_Exercise aim_: The response must consist of every record, restated word for word.

_Data to examine_:

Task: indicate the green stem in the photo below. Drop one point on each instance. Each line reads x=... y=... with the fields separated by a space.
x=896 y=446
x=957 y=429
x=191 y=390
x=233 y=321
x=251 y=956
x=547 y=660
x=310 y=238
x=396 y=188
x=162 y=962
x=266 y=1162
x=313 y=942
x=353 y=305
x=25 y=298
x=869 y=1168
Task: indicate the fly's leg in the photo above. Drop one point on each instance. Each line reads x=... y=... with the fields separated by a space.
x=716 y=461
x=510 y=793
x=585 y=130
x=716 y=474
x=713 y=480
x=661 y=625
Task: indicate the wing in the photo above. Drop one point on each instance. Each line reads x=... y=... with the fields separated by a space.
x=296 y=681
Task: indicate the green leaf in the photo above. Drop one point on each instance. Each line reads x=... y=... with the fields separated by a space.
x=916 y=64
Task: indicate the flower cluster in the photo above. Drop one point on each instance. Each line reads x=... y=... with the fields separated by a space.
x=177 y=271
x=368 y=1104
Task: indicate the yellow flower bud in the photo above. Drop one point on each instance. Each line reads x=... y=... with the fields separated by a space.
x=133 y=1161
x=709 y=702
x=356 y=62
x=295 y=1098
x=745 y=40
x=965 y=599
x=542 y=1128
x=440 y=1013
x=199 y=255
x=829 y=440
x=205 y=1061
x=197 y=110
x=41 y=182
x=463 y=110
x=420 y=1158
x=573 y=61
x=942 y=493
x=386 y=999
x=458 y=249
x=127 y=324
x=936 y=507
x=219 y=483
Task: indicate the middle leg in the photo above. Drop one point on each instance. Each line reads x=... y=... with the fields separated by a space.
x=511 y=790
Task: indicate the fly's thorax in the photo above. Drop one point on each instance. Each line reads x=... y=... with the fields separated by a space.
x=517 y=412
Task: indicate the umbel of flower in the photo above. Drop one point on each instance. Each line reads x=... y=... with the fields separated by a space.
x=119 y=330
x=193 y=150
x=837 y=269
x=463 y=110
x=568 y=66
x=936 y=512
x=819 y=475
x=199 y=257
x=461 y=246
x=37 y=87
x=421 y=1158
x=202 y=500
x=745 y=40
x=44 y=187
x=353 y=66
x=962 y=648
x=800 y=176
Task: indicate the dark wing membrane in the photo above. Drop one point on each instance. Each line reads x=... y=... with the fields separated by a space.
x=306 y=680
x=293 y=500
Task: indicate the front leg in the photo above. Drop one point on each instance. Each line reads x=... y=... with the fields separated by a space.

_Solution_:
Task: indicate the green stem in the photo below. Drop one point on each instance. Each line reads x=... y=... with the fields separated by a space.
x=896 y=446
x=957 y=429
x=191 y=390
x=233 y=321
x=251 y=956
x=547 y=660
x=310 y=238
x=396 y=188
x=162 y=962
x=266 y=1162
x=313 y=942
x=353 y=305
x=25 y=298
x=869 y=1168
Task: indicate the fly's leg in the photo above. Drop one point on each instance. Each line reads x=... y=... with the fields separated by a space.
x=716 y=461
x=510 y=793
x=585 y=130
x=716 y=474
x=713 y=480
x=661 y=625
Task: indicate the wing in the photo above. Drop one point on each instance. Each line reads x=... y=... with the fields separated by a space.
x=296 y=681
Task: indicate the green leaf in the photo above. Drop one point on each instance. Each line reads x=... y=... with the fields separated by a space.
x=916 y=64
Task: indicate the flower cluster in the photo above. Drop one point on each instance. Each line reads x=... y=... with the fields separated by a space.
x=177 y=271
x=368 y=1104
Task: indicate the yellow flower bud in the photo above. Drop one point on each instance. Each line reads x=... y=... with the fields separated by a space.
x=133 y=1161
x=709 y=702
x=356 y=62
x=295 y=1098
x=745 y=40
x=965 y=599
x=542 y=1128
x=440 y=1013
x=199 y=255
x=829 y=440
x=205 y=1061
x=197 y=110
x=41 y=182
x=463 y=110
x=420 y=1158
x=573 y=61
x=942 y=493
x=386 y=999
x=458 y=249
x=127 y=324
x=936 y=507
x=219 y=483
Task: indicate the middle leg in the photo above. Drop one point on each instance. Each line reads x=... y=... with the fields separated by a space.
x=511 y=790
Task: indicate the fly's thorax in the photo above. Drop one point on each instance. Each line reads x=... y=... with the fields separated by a space.
x=517 y=412
Task: indicate the umbel of flower in the photo above. Drop one point on each instance. Each line reads x=... y=... with the fields separated by a space.
x=119 y=330
x=193 y=150
x=837 y=269
x=463 y=110
x=568 y=66
x=936 y=512
x=819 y=475
x=199 y=257
x=461 y=246
x=37 y=87
x=421 y=1158
x=202 y=500
x=745 y=40
x=44 y=187
x=353 y=66
x=962 y=648
x=800 y=176
Task: indicate the dark wing membrane in the photo above. Drop one point on each instance. Each line reads x=... y=... with the fields separated by a space.
x=306 y=680
x=293 y=500
Task: indicate the front leg in the photo above. Drop one point on each instance. Each line reads x=... y=... with the fields separated by a space.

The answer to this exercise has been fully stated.